_STATED TASK_. Return all of the records below, unchanged and in the same order.

══ INFORMATION GIVEN

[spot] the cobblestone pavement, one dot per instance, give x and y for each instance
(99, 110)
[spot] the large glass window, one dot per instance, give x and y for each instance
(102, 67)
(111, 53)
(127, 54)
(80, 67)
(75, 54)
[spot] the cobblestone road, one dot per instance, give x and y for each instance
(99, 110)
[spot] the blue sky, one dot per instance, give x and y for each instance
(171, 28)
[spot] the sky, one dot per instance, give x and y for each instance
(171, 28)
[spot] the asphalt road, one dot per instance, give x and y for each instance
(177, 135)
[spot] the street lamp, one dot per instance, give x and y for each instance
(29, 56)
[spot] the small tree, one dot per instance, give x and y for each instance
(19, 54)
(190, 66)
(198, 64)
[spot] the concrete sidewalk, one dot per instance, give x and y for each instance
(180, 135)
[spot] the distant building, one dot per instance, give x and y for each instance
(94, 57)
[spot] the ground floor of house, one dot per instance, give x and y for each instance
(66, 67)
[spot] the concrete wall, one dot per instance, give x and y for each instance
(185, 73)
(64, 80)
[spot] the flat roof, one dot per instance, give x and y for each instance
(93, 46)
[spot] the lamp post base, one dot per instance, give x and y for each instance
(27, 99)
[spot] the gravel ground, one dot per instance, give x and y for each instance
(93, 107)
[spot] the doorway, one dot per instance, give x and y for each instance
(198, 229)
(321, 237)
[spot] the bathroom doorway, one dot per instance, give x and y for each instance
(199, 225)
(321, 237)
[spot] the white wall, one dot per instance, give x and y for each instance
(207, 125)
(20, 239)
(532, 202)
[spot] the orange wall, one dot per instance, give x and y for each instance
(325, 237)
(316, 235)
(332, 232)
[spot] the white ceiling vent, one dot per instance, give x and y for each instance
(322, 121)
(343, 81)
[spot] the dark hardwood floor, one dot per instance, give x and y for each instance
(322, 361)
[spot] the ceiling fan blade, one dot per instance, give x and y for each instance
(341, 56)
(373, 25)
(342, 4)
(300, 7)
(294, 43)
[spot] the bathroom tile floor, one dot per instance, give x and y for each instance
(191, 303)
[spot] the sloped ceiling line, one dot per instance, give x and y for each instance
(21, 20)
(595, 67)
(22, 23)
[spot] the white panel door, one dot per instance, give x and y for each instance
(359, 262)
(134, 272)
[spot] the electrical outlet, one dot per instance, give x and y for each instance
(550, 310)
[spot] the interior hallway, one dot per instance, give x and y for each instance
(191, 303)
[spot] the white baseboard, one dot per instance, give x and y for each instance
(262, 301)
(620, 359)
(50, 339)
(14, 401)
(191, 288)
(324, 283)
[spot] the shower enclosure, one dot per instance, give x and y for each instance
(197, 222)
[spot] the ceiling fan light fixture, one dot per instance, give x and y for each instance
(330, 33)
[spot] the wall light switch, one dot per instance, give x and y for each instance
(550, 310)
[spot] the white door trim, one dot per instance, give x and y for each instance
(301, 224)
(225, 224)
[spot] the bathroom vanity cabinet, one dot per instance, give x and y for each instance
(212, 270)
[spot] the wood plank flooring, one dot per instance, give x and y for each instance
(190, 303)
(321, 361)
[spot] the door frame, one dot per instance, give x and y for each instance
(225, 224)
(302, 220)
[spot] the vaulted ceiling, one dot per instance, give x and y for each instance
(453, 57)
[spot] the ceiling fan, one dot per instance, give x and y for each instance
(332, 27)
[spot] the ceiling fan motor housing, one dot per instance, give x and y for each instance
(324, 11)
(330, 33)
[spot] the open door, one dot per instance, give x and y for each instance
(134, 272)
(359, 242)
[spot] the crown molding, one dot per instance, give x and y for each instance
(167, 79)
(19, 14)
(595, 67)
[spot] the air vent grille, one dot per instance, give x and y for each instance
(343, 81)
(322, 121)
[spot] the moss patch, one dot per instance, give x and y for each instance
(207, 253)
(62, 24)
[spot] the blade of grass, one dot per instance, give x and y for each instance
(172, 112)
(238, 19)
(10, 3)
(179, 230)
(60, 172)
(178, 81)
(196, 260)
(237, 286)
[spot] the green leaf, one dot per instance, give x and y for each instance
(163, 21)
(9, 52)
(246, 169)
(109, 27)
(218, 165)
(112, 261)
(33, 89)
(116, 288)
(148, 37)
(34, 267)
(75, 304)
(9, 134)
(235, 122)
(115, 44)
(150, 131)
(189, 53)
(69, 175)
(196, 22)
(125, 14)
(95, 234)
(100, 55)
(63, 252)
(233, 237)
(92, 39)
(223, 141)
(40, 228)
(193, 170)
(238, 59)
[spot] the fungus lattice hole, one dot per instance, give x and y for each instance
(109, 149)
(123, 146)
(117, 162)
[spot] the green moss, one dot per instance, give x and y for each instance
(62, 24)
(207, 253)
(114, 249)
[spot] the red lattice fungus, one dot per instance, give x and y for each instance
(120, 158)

════

_PROBLEM SOLUTION_.
[spot] the cobblestone pavement, one dot per instance, give x and y for each instance
(99, 110)
[spot] the large glass window, one dot per instance, give x and y for each instance
(102, 67)
(111, 53)
(127, 54)
(80, 67)
(75, 54)
[spot] the cobblestone road, one dot per instance, give x and y for each instance
(99, 110)
[spot] the blue sky, one dot per instance, give x and y for each instance
(171, 28)
[spot] the sky, one dot per instance, give x and y for each instance
(171, 28)
[spot] the asphalt road, one dot per instance, give x and y for each instance
(177, 135)
[spot] the street lamp, one dot per instance, give x and y for each instance
(29, 56)
[spot] the small tree, one dot per instance, give x and y for each instance
(19, 54)
(190, 66)
(198, 64)
[spot] the concrete sidewalk, one dot per instance, give x and y for each instance
(180, 135)
[spot] the distant building, one dot per instance, give x and y for each instance
(94, 57)
[spot] the ground floor of house, one dot per instance, give x and y for each instance
(66, 67)
[spot] the concrete wall, one dot per instance, give x and y for each instance
(185, 73)
(64, 80)
[spot] the flat roof, one dot per instance, give x and y for each instance
(93, 46)
[spot] the lamp post base, one dot per instance, give x and y for each instance
(27, 99)
[spot] the gravel ground, one dot per instance, give x and y for each instance
(93, 107)
[spot] the doorway, one dot per instance, give x and y for each instance
(198, 229)
(321, 237)
[spot] the bathroom doorway, one dot per instance, give x and y for each instance
(199, 225)
(321, 237)
[spot] the white wall, one dot per instance, give x and y for each instance
(207, 125)
(20, 239)
(532, 202)
[spot] the orange wall, one dot per instance, give x and y for each instance
(325, 237)
(316, 235)
(332, 232)
[spot] the white ceiling vent, one dot per instance, give x and y for each instance
(322, 121)
(343, 81)
[spot] the dark hardwood floor, one dot per instance, give x and y for each instance
(322, 361)
[spot] the ceiling fan blade, one dot per instance, give x and y for each instance
(341, 56)
(373, 25)
(342, 4)
(300, 7)
(294, 43)
[spot] the bathroom tile floor, one dot per instance, give x and y for each instance
(191, 303)
[spot] the sloped ceiling line, one dot per instance, give x and y for each instance
(21, 20)
(595, 67)
(22, 23)
[spot] the white panel door, one dot per instance, give x and y for each instance
(359, 262)
(134, 272)
[spot] the electrical outlet, one dot per instance, give x and y for each instance
(550, 310)
[spot] the interior hallway, one dot per instance, give x and y for each instance
(191, 303)
[spot] the white baseboard, one dot per instance, give x and y for each instance
(262, 301)
(620, 359)
(50, 339)
(14, 401)
(191, 288)
(324, 283)
[spot] the shower enclosure, one dot per instance, give x and y for each instance
(197, 222)
[spot] the ceiling fan light fixture, one dot per instance, give x and y for each instance
(330, 33)
[spot] the wall light switch, one dot per instance, give x and y for each instance
(550, 310)
[spot] the white door trim, one dot per instance, give x and y for each instance
(301, 224)
(225, 224)
[spot] the bathroom vanity cabinet, one dot per instance, give x and y for each instance
(212, 270)
[spot] the wood plank flooring, one dot per instance, give x and y for each instance
(190, 303)
(321, 361)
[spot] the door frame, one dot per instance, give x and y for each instance
(225, 224)
(302, 220)
[spot] the vaulted ceiling, one dot per instance, give x and y for each instance
(453, 57)
[spot] the ceiling fan, one dot per instance, give x and y for each instance
(332, 27)
[spot] the ceiling fan motor housing, one dot per instance, give x and y for each instance
(324, 11)
(330, 33)
[spot] the open door, one dot per instance, give x and y for each instance
(134, 272)
(359, 242)
[spot] the crown molding, one dot per instance, give x and y for each instance
(167, 79)
(19, 14)
(595, 67)
[spot] the air vent grille, one dot per instance, give x and y for each instance
(343, 81)
(322, 121)
[spot] the moss patch, one dot per instance, give x and y for each instance
(207, 253)
(62, 24)
[spot] the blade of grass, one dot per instance, give x and y for each instance
(172, 112)
(238, 19)
(10, 3)
(179, 230)
(60, 172)
(178, 81)
(196, 260)
(237, 286)
[spot] the green leaf, one dot per instance, give x and y for each instance
(163, 21)
(9, 52)
(246, 169)
(109, 27)
(218, 165)
(112, 261)
(33, 89)
(116, 288)
(148, 37)
(34, 267)
(75, 304)
(9, 134)
(235, 122)
(115, 44)
(150, 131)
(189, 53)
(69, 175)
(196, 22)
(125, 14)
(95, 234)
(100, 55)
(63, 252)
(233, 237)
(92, 39)
(223, 141)
(40, 228)
(193, 170)
(238, 59)
[spot] the fungus lattice hole, one dot per instance, give x and y for each instance
(109, 149)
(123, 146)
(117, 162)
[spot] the green moss, one dot per instance, give x and y for each instance
(62, 24)
(207, 253)
(114, 249)
[spot] the red lattice fungus, one dot per instance, give x and y for each instance
(120, 158)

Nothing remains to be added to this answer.